What to produce - From the line with "# rows come back like column 7, row 193" through the line with "# rows come back like column 253, row 243", inclusive, return each line of the data below exactly and leave the rest out.

Data extracted from a collection
+++

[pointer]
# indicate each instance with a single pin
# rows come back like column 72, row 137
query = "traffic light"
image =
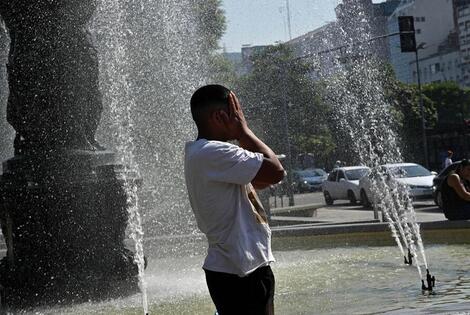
column 406, row 26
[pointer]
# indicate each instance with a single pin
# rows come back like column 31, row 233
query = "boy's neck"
column 210, row 136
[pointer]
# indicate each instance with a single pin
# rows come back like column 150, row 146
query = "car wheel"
column 328, row 199
column 438, row 200
column 352, row 197
column 364, row 200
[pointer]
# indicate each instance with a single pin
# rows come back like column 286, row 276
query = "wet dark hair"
column 206, row 99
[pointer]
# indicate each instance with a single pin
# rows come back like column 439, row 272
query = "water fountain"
column 151, row 59
column 63, row 196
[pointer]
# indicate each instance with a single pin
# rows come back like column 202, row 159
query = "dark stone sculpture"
column 54, row 97
column 63, row 208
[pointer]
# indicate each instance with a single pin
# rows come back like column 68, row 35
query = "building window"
column 435, row 68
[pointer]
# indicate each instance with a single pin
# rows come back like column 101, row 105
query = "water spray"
column 409, row 261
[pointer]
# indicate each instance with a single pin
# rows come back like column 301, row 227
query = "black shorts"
column 250, row 295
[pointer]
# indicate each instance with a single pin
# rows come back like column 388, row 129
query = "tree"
column 283, row 105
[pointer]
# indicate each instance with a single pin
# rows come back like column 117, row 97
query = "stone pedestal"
column 64, row 216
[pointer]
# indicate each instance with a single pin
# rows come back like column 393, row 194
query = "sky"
column 261, row 22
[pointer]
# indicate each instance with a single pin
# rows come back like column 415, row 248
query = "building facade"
column 462, row 17
column 434, row 23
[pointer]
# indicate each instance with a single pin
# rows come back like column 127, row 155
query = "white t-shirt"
column 447, row 162
column 216, row 177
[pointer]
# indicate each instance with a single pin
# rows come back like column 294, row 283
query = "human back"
column 219, row 177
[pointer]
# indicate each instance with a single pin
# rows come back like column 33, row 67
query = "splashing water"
column 121, row 103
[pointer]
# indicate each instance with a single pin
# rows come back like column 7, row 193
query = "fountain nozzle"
column 431, row 280
column 409, row 261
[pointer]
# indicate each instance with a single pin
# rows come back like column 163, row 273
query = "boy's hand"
column 236, row 122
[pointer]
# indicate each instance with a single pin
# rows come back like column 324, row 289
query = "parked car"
column 418, row 179
column 437, row 182
column 308, row 180
column 343, row 184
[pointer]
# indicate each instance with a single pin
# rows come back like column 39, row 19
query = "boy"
column 219, row 176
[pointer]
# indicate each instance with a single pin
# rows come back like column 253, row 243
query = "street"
column 317, row 198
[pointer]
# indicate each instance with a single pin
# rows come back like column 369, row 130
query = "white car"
column 343, row 184
column 418, row 179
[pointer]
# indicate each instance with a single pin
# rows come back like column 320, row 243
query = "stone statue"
column 54, row 101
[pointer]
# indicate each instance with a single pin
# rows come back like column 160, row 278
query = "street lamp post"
column 290, row 192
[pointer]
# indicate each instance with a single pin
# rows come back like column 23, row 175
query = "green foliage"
column 452, row 104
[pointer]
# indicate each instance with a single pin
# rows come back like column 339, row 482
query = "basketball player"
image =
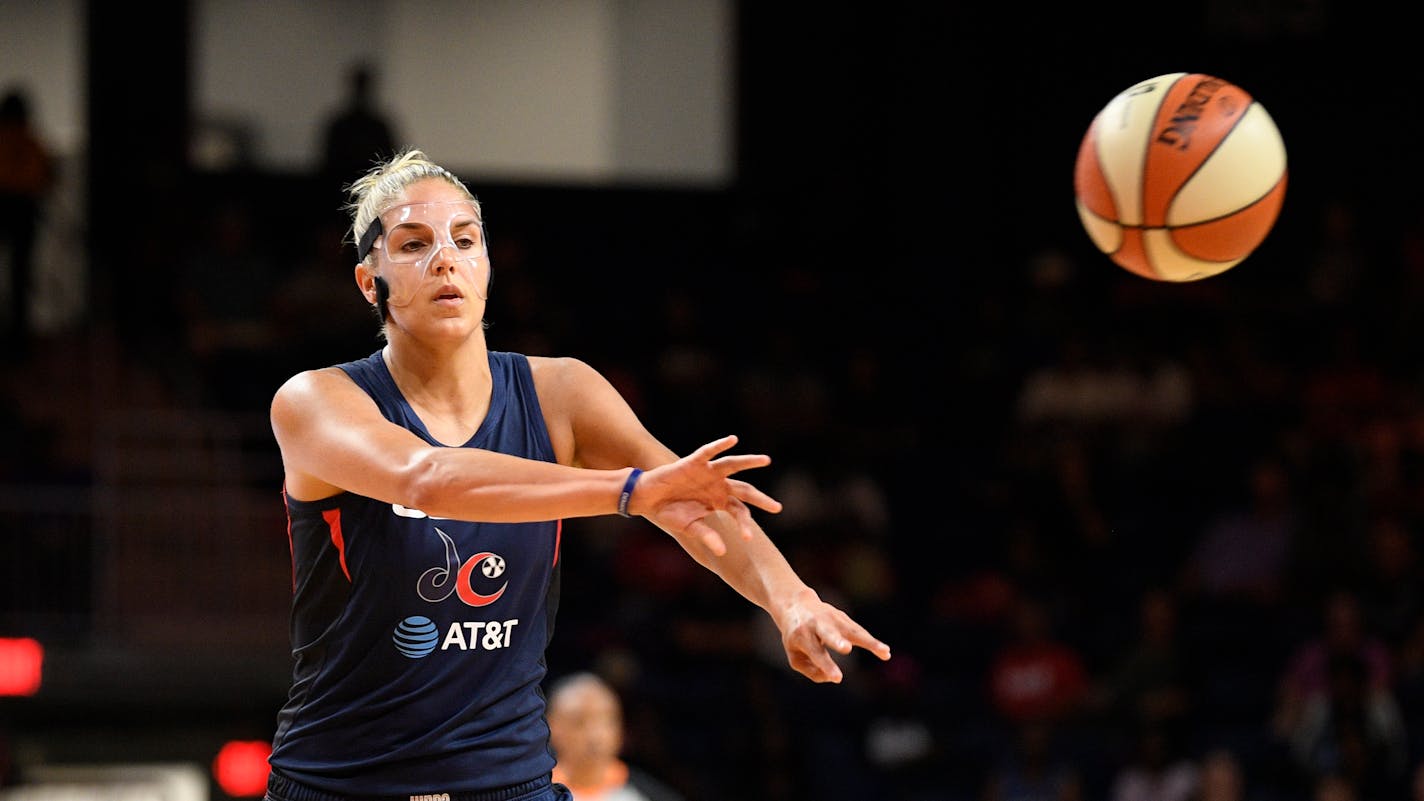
column 585, row 727
column 425, row 488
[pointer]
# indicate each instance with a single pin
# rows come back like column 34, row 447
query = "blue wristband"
column 627, row 493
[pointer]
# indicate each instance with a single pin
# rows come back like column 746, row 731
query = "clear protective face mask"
column 422, row 238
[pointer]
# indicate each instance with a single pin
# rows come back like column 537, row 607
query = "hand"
column 679, row 496
column 812, row 629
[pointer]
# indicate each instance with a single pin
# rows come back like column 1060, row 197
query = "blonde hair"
column 378, row 190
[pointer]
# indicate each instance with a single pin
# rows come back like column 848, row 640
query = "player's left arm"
column 594, row 426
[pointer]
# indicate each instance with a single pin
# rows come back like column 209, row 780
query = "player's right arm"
column 335, row 439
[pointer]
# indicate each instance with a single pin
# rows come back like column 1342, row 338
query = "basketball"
column 1181, row 177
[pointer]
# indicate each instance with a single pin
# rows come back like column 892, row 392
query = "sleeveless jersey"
column 417, row 642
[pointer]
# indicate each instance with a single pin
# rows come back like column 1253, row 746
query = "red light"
column 241, row 767
column 22, row 664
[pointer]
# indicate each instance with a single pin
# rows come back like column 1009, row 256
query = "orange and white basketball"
column 1181, row 177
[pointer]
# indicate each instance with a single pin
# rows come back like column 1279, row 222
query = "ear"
column 366, row 282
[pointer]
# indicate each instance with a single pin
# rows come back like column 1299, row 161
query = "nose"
column 440, row 260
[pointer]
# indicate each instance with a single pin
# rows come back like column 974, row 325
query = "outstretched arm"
column 593, row 424
column 333, row 438
column 810, row 627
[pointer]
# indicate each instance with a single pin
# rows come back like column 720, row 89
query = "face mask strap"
column 369, row 238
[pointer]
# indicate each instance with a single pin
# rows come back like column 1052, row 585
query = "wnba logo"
column 456, row 576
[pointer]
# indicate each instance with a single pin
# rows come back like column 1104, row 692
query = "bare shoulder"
column 557, row 375
column 315, row 386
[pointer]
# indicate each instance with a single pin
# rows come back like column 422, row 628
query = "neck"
column 591, row 776
column 440, row 378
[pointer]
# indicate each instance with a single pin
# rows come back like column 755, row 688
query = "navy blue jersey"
column 417, row 642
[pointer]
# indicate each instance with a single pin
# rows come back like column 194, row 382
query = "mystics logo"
column 436, row 586
column 476, row 582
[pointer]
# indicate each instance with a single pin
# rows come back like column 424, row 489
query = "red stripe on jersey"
column 333, row 522
column 291, row 548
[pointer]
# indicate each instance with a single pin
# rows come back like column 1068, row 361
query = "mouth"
column 449, row 292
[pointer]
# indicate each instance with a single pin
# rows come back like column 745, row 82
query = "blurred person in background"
column 426, row 486
column 27, row 174
column 585, row 729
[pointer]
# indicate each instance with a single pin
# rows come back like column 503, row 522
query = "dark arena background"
column 1118, row 533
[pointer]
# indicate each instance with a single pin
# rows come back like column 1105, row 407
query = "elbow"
column 426, row 483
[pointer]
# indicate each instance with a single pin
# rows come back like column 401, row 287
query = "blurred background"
column 1125, row 539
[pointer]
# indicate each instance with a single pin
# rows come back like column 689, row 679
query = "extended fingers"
column 715, row 446
column 842, row 633
column 739, row 462
column 708, row 535
column 756, row 498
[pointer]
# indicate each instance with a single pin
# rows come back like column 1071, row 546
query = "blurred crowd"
column 1127, row 540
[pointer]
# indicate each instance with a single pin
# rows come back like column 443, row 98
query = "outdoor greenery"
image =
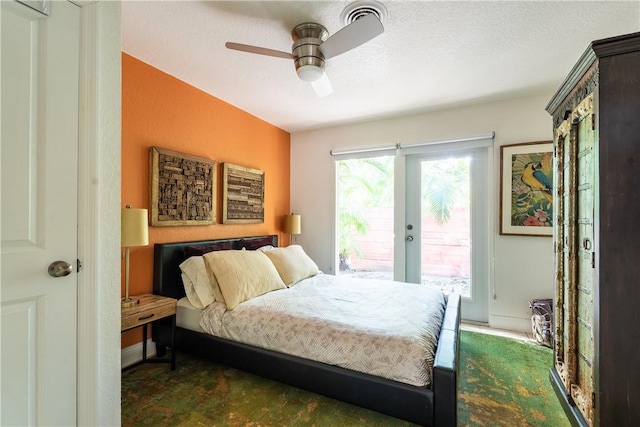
column 361, row 183
column 445, row 184
column 365, row 183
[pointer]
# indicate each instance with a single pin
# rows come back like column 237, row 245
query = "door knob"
column 60, row 269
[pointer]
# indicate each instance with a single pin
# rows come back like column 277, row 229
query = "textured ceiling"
column 432, row 55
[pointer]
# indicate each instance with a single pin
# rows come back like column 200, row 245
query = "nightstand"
column 150, row 309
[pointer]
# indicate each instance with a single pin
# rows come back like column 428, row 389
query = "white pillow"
column 292, row 263
column 242, row 275
column 197, row 284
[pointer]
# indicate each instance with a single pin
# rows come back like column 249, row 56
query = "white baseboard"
column 510, row 323
column 133, row 354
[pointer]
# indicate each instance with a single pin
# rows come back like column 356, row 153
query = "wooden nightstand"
column 150, row 309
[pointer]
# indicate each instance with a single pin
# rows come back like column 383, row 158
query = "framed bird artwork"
column 526, row 196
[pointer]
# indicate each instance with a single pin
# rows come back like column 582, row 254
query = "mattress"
column 383, row 328
column 187, row 316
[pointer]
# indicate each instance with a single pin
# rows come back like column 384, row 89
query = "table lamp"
column 292, row 225
column 133, row 232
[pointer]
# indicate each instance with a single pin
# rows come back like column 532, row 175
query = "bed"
column 434, row 405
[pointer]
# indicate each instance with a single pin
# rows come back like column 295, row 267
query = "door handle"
column 60, row 269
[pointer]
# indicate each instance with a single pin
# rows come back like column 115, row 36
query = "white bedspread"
column 384, row 328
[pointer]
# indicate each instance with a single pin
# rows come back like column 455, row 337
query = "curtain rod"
column 400, row 146
column 448, row 141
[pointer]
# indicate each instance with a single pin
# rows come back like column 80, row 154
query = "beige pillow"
column 200, row 287
column 242, row 275
column 292, row 263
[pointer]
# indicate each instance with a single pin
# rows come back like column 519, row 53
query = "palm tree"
column 362, row 183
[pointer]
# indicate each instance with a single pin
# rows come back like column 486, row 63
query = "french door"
column 446, row 224
column 421, row 216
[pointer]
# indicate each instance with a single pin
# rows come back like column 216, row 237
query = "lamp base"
column 129, row 302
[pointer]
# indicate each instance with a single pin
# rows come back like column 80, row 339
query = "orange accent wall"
column 160, row 110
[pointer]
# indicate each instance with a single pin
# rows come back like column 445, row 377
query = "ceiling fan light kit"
column 312, row 44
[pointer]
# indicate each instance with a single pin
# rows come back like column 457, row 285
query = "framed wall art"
column 182, row 188
column 243, row 195
column 526, row 196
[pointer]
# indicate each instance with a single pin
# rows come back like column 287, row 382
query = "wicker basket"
column 542, row 321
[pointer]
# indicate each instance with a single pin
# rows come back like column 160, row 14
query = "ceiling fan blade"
column 259, row 50
column 353, row 35
column 322, row 87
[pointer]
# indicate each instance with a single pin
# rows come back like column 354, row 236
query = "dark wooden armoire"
column 596, row 124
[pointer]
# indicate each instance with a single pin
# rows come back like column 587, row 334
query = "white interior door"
column 446, row 228
column 40, row 65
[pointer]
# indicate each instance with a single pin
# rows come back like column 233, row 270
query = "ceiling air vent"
column 358, row 9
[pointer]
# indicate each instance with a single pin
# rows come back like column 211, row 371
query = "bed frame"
column 435, row 406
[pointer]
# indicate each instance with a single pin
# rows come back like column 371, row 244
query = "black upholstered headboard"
column 167, row 258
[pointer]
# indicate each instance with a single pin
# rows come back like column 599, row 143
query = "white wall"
column 522, row 266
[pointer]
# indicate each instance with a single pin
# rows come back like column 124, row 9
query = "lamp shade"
column 292, row 224
column 133, row 227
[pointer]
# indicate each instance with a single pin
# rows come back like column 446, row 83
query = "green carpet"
column 502, row 382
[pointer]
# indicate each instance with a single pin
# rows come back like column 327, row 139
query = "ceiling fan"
column 312, row 46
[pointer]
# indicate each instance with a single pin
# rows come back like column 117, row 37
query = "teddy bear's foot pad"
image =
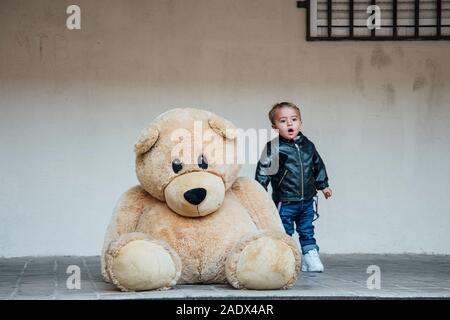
column 143, row 265
column 265, row 261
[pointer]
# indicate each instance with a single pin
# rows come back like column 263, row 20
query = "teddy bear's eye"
column 202, row 162
column 177, row 165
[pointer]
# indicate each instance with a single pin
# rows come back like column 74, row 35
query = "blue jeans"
column 302, row 214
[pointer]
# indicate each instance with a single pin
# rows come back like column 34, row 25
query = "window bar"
column 416, row 18
column 438, row 17
column 329, row 17
column 350, row 18
column 394, row 18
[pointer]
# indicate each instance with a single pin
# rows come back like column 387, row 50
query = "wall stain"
column 379, row 58
column 436, row 83
column 389, row 94
column 358, row 75
column 419, row 82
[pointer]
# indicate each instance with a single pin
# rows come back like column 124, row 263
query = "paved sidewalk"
column 345, row 277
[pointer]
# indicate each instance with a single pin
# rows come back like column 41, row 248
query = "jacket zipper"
column 285, row 171
column 301, row 164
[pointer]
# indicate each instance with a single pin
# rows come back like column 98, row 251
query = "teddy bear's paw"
column 266, row 260
column 144, row 264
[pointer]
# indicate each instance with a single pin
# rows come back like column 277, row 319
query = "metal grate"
column 399, row 19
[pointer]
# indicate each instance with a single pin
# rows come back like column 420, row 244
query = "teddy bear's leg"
column 135, row 262
column 263, row 260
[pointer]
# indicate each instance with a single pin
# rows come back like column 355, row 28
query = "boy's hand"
column 327, row 192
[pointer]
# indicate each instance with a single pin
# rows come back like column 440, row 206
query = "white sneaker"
column 311, row 262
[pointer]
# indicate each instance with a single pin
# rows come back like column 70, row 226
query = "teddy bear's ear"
column 223, row 127
column 146, row 140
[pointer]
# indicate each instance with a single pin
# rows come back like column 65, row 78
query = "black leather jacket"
column 300, row 173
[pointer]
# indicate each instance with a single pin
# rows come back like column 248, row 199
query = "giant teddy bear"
column 195, row 221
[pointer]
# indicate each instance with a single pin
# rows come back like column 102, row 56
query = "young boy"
column 300, row 173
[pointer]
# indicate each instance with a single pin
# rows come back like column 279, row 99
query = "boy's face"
column 287, row 122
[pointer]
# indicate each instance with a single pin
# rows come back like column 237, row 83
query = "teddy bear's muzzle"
column 195, row 194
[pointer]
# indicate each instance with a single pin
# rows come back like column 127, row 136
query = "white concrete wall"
column 72, row 104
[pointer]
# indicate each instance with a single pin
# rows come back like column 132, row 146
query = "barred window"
column 377, row 19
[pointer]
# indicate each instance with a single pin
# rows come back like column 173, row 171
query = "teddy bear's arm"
column 257, row 202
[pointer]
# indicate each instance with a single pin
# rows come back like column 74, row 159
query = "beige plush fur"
column 158, row 237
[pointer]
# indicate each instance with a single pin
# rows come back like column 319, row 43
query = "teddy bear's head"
column 187, row 158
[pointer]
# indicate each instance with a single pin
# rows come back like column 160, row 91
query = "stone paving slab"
column 345, row 277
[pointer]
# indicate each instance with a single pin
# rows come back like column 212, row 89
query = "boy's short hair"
column 280, row 105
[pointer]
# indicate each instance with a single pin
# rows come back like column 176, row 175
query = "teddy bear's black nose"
column 195, row 196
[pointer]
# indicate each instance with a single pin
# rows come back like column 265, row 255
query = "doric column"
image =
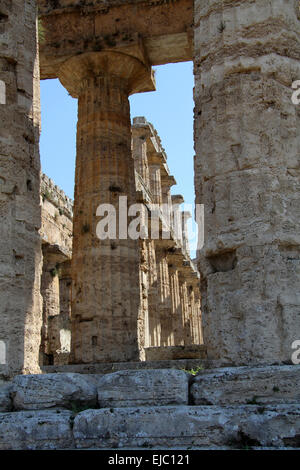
column 184, row 298
column 20, row 211
column 153, row 312
column 50, row 291
column 163, row 293
column 155, row 183
column 105, row 273
column 247, row 145
column 177, row 320
column 185, row 234
column 140, row 132
column 177, row 200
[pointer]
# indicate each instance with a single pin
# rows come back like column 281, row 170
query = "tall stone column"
column 20, row 211
column 155, row 183
column 247, row 170
column 105, row 273
column 163, row 293
column 153, row 313
column 185, row 308
column 51, row 304
column 185, row 234
column 139, row 150
column 177, row 321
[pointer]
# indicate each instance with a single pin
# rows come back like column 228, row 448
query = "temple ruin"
column 168, row 325
column 84, row 318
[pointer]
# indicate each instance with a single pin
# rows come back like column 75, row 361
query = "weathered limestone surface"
column 108, row 368
column 38, row 430
column 57, row 216
column 5, row 398
column 35, row 392
column 143, row 388
column 78, row 27
column 167, row 426
column 240, row 385
column 20, row 213
column 247, row 175
column 105, row 272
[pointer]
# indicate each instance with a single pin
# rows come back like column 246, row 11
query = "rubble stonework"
column 20, row 246
column 168, row 325
column 73, row 303
column 153, row 408
column 246, row 134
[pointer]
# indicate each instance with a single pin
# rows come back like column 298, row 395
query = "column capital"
column 136, row 73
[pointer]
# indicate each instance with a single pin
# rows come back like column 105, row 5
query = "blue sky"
column 169, row 109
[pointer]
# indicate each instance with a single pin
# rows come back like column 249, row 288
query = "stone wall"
column 247, row 176
column 231, row 408
column 56, row 283
column 20, row 244
column 169, row 322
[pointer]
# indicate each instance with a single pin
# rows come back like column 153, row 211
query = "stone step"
column 143, row 388
column 199, row 426
column 247, row 385
column 153, row 387
column 109, row 367
column 185, row 427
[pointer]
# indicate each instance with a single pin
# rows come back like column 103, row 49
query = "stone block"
column 36, row 430
column 242, row 385
column 186, row 426
column 143, row 388
column 5, row 399
column 35, row 392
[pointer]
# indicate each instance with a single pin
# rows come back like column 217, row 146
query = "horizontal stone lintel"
column 169, row 353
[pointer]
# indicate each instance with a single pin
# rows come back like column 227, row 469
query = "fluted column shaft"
column 105, row 272
column 247, row 146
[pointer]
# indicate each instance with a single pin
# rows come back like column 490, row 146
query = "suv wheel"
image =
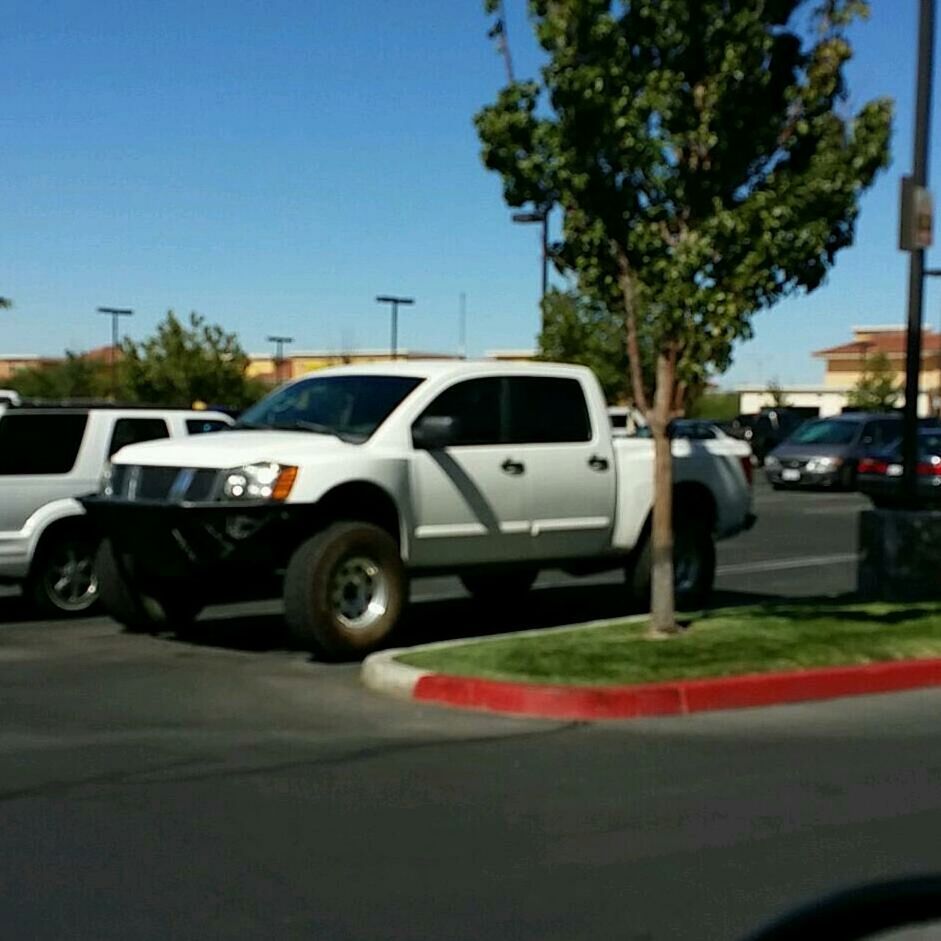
column 62, row 580
column 344, row 590
column 141, row 611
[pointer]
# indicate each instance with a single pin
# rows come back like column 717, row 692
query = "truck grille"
column 168, row 484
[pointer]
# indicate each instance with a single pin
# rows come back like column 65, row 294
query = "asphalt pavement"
column 230, row 787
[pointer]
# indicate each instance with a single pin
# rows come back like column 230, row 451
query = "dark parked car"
column 765, row 430
column 880, row 476
column 826, row 452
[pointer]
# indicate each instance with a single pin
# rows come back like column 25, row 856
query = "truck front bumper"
column 197, row 540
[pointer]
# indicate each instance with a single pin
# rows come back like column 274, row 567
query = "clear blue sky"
column 275, row 165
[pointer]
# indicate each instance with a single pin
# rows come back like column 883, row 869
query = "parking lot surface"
column 230, row 787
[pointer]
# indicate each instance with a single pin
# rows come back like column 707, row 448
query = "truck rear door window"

+++

Output for this task -
# rows come back like column 7, row 193
query = "fountain nozzle"
column 431, row 280
column 409, row 261
[pointer]
# indicate each instance with a single pin
# rows come back like column 163, row 273
query = "boy's hand"
column 236, row 122
[pointer]
# indicate each instance with a single pin
# rows come back like column 324, row 289
query = "parked car"
column 418, row 179
column 437, row 182
column 308, row 180
column 343, row 184
[pointer]
# indicate each instance with a single pin
# rows come back like column 39, row 19
query = "boy"
column 219, row 176
[pointer]
# indicate each instance with a single pin
# rows come back like column 253, row 243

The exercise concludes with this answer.